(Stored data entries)
===============

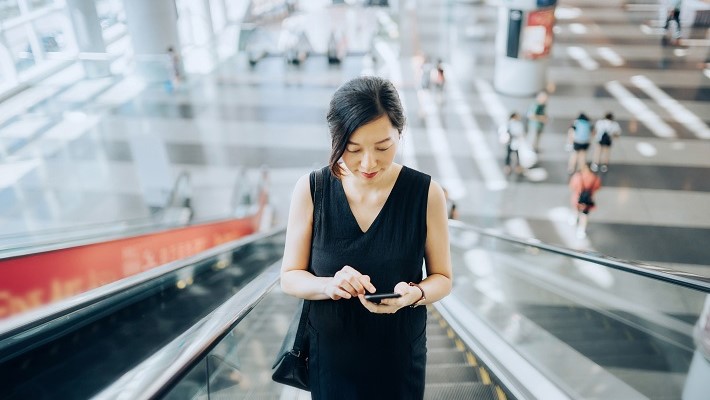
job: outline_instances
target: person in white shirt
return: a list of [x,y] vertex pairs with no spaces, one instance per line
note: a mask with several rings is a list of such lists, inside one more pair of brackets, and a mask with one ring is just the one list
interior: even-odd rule
[[611,151],[612,139],[621,135],[619,123],[614,121],[614,114],[607,113],[603,119],[594,124],[594,141],[597,146],[594,149],[594,161],[592,171],[606,172],[609,169],[609,153]]
[[668,31],[670,28],[671,21],[675,21],[675,32],[673,32],[673,39],[678,40],[680,38],[680,8],[683,4],[683,0],[670,0],[668,2],[668,16],[666,17],[666,24],[663,29]]
[[520,114],[513,112],[510,114],[510,118],[505,126],[506,134],[506,156],[505,156],[505,167],[504,171],[506,175],[509,175],[513,170],[513,154],[515,154],[516,167],[515,170],[518,174],[523,172],[523,168],[520,165],[520,156],[518,149],[520,148],[521,142],[525,140],[525,125],[520,118]]

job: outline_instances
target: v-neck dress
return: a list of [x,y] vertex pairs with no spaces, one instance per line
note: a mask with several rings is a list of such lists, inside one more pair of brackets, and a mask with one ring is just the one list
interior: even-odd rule
[[[315,199],[309,270],[334,276],[349,265],[369,275],[377,292],[420,282],[431,177],[402,167],[382,210],[366,232],[342,182],[322,169]],[[370,313],[357,298],[312,301],[308,315],[312,398],[421,399],[426,367],[426,308]]]

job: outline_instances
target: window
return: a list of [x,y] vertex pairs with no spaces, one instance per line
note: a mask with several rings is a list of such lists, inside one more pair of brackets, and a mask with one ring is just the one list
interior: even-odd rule
[[54,5],[54,0],[25,0],[30,11],[39,10],[41,8]]
[[0,0],[0,21],[7,21],[20,15],[17,0]]
[[37,33],[37,40],[44,54],[59,53],[67,48],[65,34],[69,28],[67,17],[62,12],[54,12],[32,23]]
[[27,25],[22,25],[5,32],[5,41],[10,47],[10,53],[18,73],[35,65],[35,49],[30,44],[27,27]]

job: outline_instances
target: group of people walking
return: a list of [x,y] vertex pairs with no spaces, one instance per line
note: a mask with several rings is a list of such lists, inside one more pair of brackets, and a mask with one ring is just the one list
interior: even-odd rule
[[604,118],[598,120],[593,126],[585,113],[580,113],[572,121],[567,133],[567,146],[572,151],[567,165],[567,172],[571,175],[587,164],[587,151],[594,139],[594,157],[591,169],[594,172],[607,172],[609,169],[609,153],[611,144],[621,135],[619,123],[614,121],[614,114],[608,112]]
[[[522,116],[517,112],[512,112],[506,124],[501,127],[500,140],[506,148],[503,167],[506,175],[512,172],[522,174],[537,162],[540,138],[547,123],[547,99],[547,93],[537,94],[526,114],[527,129]],[[571,221],[577,226],[578,238],[586,237],[587,218],[595,206],[594,194],[601,188],[598,173],[609,170],[611,145],[620,135],[621,127],[611,112],[594,123],[582,112],[568,129],[566,148],[570,156],[567,174],[574,211]],[[594,154],[591,163],[588,163],[590,147],[593,147]]]

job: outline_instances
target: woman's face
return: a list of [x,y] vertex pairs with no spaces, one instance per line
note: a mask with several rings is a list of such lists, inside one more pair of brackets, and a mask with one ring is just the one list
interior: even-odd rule
[[398,145],[399,132],[383,115],[353,132],[342,159],[359,181],[377,182],[392,165]]

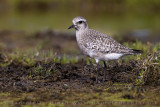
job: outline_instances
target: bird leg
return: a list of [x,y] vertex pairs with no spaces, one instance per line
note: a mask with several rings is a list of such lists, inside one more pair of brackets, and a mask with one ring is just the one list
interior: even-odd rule
[[103,82],[105,82],[105,80],[106,80],[106,68],[107,68],[107,65],[106,65],[105,61],[103,61],[103,63],[104,63],[104,68],[105,68],[104,74],[103,74]]
[[98,70],[99,70],[99,62],[97,63],[97,69],[96,69],[96,83],[98,83],[98,74],[99,74]]

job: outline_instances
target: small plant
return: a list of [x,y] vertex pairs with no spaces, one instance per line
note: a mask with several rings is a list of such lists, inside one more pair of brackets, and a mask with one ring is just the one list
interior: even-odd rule
[[38,65],[33,68],[33,73],[35,73],[39,78],[45,78],[52,73],[56,73],[56,70],[53,70],[52,67],[46,68],[43,67],[42,65]]
[[24,65],[33,66],[36,63],[35,54],[32,56],[28,53],[15,50],[13,53],[8,54],[10,62],[22,63]]
[[143,76],[144,76],[145,71],[141,71],[139,73],[138,79],[135,80],[135,85],[144,85],[144,80],[143,80]]
[[77,57],[69,58],[66,55],[63,55],[62,57],[57,57],[56,55],[52,58],[52,62],[54,63],[61,63],[61,64],[74,64],[78,62]]
[[41,65],[38,65],[37,67],[34,68],[34,72],[35,72],[35,73],[41,74],[41,73],[42,73],[42,70],[43,70],[43,68],[42,68]]
[[52,58],[53,63],[60,63],[60,58],[57,57],[56,55]]
[[61,64],[67,64],[67,63],[69,63],[69,60],[67,59],[67,57],[64,55],[62,58],[61,58],[61,60],[60,60],[61,62]]
[[77,57],[73,57],[70,59],[70,63],[75,64],[78,62],[78,58]]

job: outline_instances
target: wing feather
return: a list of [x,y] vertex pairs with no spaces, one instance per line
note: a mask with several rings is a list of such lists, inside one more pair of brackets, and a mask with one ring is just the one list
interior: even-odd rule
[[85,35],[85,48],[101,53],[129,53],[131,50],[111,37],[95,30],[88,30]]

===============

■ Problem
Look above for the line that contains "target: bird leg". Starting there, transcribe every line exactly until you have copied the line that contains "target: wing feather".

■ Answer
target: bird leg
return: a list of [x,y] vertex pairs with no spaces, one instance per line
note: a mask with several rings is a list of such lists, inside one more pair of brackets, and a mask with one ring is just the one list
interior: even-odd rule
[[103,82],[105,82],[105,80],[106,80],[106,68],[107,68],[107,65],[106,65],[105,61],[103,61],[103,63],[104,63],[104,68],[105,68],[104,74],[103,74]]
[[98,70],[99,70],[99,62],[97,63],[97,69],[96,69],[96,83],[98,83],[98,74],[99,74]]

job: outline_instances
target: small plant
return: a list of [x,y] vertex pairs with no spaces, one instance per line
note: a mask with several rings is a list of such lists, inside one more pair of brackets, and a mask with one ring is just the one list
interior: even-odd rule
[[38,65],[33,68],[33,73],[35,73],[39,78],[45,78],[52,73],[56,73],[56,70],[53,70],[52,67],[46,68],[43,67],[42,65]]
[[24,65],[33,66],[36,63],[35,54],[32,56],[28,53],[15,50],[13,53],[8,54],[10,62],[22,63]]
[[143,76],[144,76],[145,71],[141,71],[139,73],[138,79],[135,80],[135,85],[144,85],[144,80],[143,80]]
[[77,57],[69,58],[66,55],[63,55],[62,57],[57,57],[56,55],[52,58],[52,62],[54,63],[61,63],[61,64],[74,64],[78,62]]
[[41,65],[38,65],[37,67],[34,68],[34,72],[35,72],[35,73],[41,74],[41,73],[42,73],[42,70],[43,70],[43,68],[42,68]]
[[52,58],[53,63],[60,63],[60,58],[57,57],[56,55]]
[[61,64],[67,64],[67,63],[69,63],[69,60],[67,59],[67,57],[64,55],[62,58],[61,58],[61,60],[60,60],[61,62]]
[[77,57],[73,57],[70,59],[70,63],[75,64],[78,62],[78,58]]

job: outline_instances
target: wing feather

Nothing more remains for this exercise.